Work required: Quote exactly the lines running from the line with "Please find: earring" to the end of the entries, including both, and nothing else.

Input data:
====================
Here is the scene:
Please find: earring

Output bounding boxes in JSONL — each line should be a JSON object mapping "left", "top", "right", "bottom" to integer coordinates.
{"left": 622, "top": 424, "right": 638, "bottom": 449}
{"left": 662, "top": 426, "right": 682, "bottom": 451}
====================
Solved problem:
Please find: earring

Output bounding boxes in JSONL — each line should be a JSON object mapping "left", "top", "right", "bottom" to integer coordinates.
{"left": 622, "top": 424, "right": 638, "bottom": 449}
{"left": 662, "top": 426, "right": 682, "bottom": 451}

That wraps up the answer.